*Exercise data*.
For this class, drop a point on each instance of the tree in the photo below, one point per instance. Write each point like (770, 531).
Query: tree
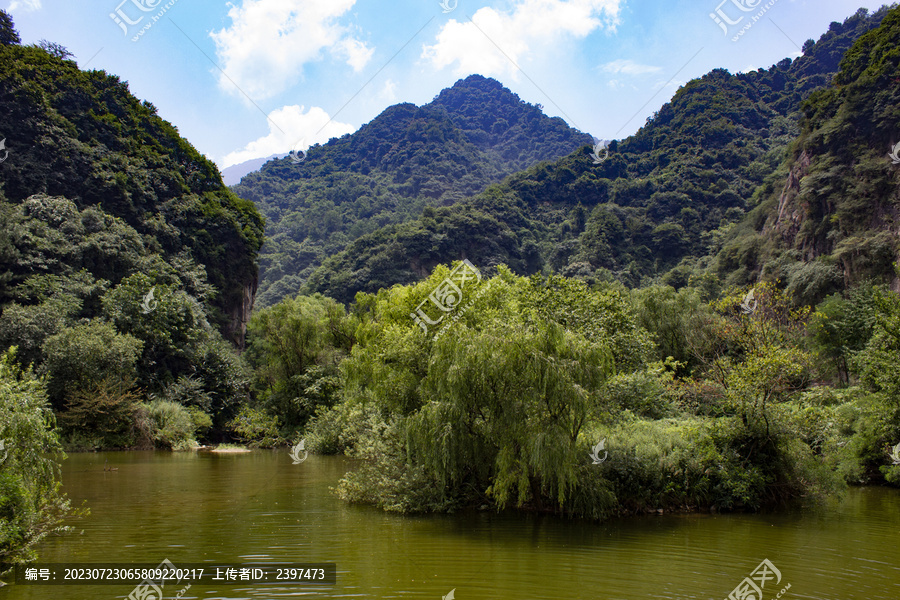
(54, 49)
(80, 358)
(296, 346)
(31, 504)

*Exercise instructions*. Could you print the material above word for word and skip the images?

*Response to this exercise*.
For this class, drop a point on each instance of the tree in the photo below, one point per instance. Write each point like (770, 531).
Query: tree
(54, 49)
(80, 358)
(296, 346)
(31, 504)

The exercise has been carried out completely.